▸ Task instructions
Among the entries below, find every line that has "cherry" and pull it out.

****************

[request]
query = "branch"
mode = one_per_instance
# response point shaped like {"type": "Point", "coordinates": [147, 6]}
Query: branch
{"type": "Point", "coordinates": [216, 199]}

****************

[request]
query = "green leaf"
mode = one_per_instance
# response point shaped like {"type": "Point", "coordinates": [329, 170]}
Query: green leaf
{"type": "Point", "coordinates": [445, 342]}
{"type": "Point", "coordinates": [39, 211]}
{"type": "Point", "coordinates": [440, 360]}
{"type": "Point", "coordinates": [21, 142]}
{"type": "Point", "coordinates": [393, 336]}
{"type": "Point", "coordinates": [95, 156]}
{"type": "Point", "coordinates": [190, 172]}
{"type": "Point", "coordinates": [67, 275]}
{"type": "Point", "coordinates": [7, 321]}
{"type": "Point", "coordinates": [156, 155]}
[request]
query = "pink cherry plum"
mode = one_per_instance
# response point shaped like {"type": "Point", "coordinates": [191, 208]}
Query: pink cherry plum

****************

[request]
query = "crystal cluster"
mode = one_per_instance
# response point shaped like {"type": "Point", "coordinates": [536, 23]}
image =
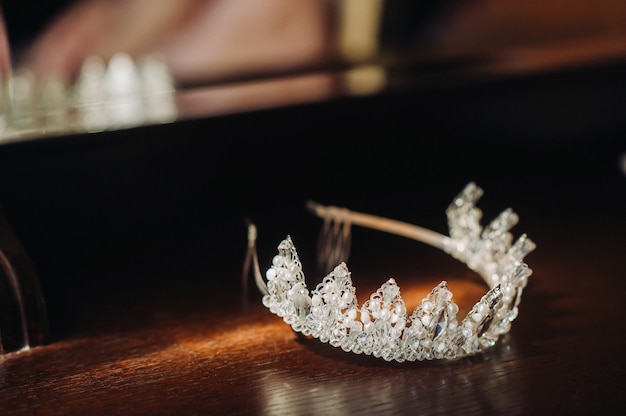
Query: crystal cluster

****************

▸ Answer space
query = "pink cherry plum"
Query: pink cherry plum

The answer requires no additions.